## QUOTED PASSAGE

+---+

ROANOKE TIMES

                         Roanoke Times
                 Copyright (c) 1995, Landmark Communications, Inc.

DATE: SATURDAY, March 11, 1995                   TAG: 9503130054
SECTION: CURRENT                    PAGE: NRV-1   EDITION: NEW RIVER VALLEY 
SOURCE: BRIAN KELLEY STAFF WRITER
DATELINE:                                 LENGTH: Medium


HOSPITAL STUDYING SITES' COSTS

Radford Community Hospital officials expect to announce a new hospital site this spring after balancing major costs associated with the two leading contenders north and south of Interstate 81, just outside the city.

Extending sewer and water lines under the interstate to the second proposed site would cost $1.98 million, according to engineer Elvan Peed of Anderson & Associates Inc. He presented the estimate this week to the Montgomery County Public Service Authority, which would connect the hospital to Radford's sewer and water systems. The hospital paid for the $11,000 study.

Radford Community officials now are weighing the $1.98 million price tag - which the county expects the hospital to pay for - against the cost of extensive grading required for the hospital's original site on Virginia 177 south of Radford. The original site is closer to Radford and will be cheaper to connect to utilities.

"Those are what we are calling our primary sites," hospital spokeswoman Susan Lockwood said Friday. "Right now we're in the process of evaluating the pros and cons and are open to other possibilities."

Those include other sites in or closer to Radford. The hospital looked at most of the few other suitable tracts several years ago, and now may give some a second glance. Radford Community's location for the past five decades is hemmed in by a residential neighborhood.

In December, the hospital surprised Montgomery and Radford officials by taking out options on 110 acres south of the interchange of I-81 and Virginia 177.

That came nearly five years after the hospital announced plans to move to 156 acres off Virginia 177, between the Radford line and I-81, about one mile north of the newer site. The hospital still owns that land.

+---+

## INSTRUCTIONS
• A. Reproduce the passage of the hospital site article starting at "HOSPITAL STUDYING SITES'" and ending at "the $11,000 study.".
• B. Write the next part of the article on Radford Community Hospital's site search, picking up after its final sentence.

+---+

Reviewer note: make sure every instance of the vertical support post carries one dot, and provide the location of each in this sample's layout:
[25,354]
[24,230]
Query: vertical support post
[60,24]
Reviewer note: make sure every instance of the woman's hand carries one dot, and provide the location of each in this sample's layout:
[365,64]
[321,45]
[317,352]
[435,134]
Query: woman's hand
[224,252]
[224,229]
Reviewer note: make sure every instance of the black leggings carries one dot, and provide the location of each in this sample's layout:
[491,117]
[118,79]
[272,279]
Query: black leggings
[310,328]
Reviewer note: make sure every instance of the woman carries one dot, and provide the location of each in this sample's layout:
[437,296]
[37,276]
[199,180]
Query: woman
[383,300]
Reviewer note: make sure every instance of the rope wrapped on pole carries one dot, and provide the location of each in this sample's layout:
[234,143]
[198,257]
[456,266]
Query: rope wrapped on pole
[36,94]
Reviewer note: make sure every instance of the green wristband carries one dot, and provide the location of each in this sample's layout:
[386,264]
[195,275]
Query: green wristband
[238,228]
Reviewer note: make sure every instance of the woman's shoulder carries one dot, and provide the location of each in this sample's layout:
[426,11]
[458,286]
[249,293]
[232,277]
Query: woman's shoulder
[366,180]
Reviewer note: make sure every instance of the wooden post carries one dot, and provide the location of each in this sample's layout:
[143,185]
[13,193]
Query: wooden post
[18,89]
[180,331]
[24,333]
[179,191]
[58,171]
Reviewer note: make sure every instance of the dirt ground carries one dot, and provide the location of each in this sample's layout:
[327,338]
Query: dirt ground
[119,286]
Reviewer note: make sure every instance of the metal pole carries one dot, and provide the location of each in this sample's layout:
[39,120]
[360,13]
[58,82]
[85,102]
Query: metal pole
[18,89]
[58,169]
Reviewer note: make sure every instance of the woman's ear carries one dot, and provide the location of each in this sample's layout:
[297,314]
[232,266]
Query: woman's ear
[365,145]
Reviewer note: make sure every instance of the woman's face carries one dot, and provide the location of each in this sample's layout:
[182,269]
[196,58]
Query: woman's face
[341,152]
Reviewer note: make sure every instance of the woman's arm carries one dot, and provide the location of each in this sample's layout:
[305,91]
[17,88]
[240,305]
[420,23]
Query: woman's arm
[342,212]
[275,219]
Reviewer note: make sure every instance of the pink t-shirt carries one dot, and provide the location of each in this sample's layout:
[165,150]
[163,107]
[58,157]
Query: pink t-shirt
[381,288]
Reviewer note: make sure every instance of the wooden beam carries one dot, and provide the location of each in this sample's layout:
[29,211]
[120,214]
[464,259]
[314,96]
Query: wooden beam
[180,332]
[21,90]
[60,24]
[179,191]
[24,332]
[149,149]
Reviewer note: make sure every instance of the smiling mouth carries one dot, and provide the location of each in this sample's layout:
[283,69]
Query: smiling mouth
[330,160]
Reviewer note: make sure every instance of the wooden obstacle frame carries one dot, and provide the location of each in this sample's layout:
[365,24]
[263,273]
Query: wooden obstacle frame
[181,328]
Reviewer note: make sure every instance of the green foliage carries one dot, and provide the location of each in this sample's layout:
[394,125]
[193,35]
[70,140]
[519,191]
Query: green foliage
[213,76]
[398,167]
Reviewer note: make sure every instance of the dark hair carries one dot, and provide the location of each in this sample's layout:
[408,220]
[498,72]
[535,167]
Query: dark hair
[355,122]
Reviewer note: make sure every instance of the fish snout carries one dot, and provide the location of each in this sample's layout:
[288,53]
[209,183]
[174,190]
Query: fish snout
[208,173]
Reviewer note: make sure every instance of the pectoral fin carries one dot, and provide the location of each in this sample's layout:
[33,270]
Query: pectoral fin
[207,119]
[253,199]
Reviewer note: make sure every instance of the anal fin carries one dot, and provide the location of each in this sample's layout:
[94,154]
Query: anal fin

+---+

## PER-TASK ANSWERS
• A.
HOSPITAL STUDYING SITES' COSTS

Radford Community Hospital officials expect to announce a new hospital site this spring after balancing major costs associated with the two leading contenders north and south of Interstate 81, just outside the city.

Extending sewer and water lines under the interstate to the second proposed site would cost $1.98 million, according to engineer Elvan Peed of Anderson & Associates Inc. He presented the estimate this week to the Montgomery County Public Service Authority, which would connect the hospital to Radford's sewer and water systems. The hospital paid for the $11,000 study.

• B.
Though another Radford Community official at the time said the new site was considered the "primary location," Lockwood said Friday that doesn't mean the hospital has settled on it. "We have not abandoned the first site," she said. The options on the second chunk of land were "an idea that we were going to consider because of the topography of the land [on the first site], because we knew the grading would be expensive."

Lockwood said the hospital hopes to finish the evaluations of the two sites in the next 30 to 60 days, when it would announce the final site and architect.

The hospital still plans to file a certificate of need application with the state by late June, Lockwood said. That would kick off an evaluation that should lead to a decision on the certificate by December. The plans are still to begin construction next year and open the new hospital by late 1998, she said.

The location of the new hospital is important to the local governments because of tax revenues. Two years ago, Radford and Montgomery County reached an agreement to share tax revenues in a corridor along Virginia 177 between Rock Road at the city line and just south of I-81. The agreement set up a four-stage process to incrementally develop the corridor and public utilities from the city line outward. The original hospital site, and related growth expected to accompany it, was a primary motivator for the agreement, which forestalled any attempt by Radford to annex the area from the county.

But the second hospital site is only partly in the corridor. That means if Radford Community chose that site, and if the related growth occurred outside the corridor, then the city wouldn't share in all of the tax revenue from growth.

Bob Asbury, Radford's city manager, said this week it would definitely be to the city's advantage if the hospital stuck with the first site.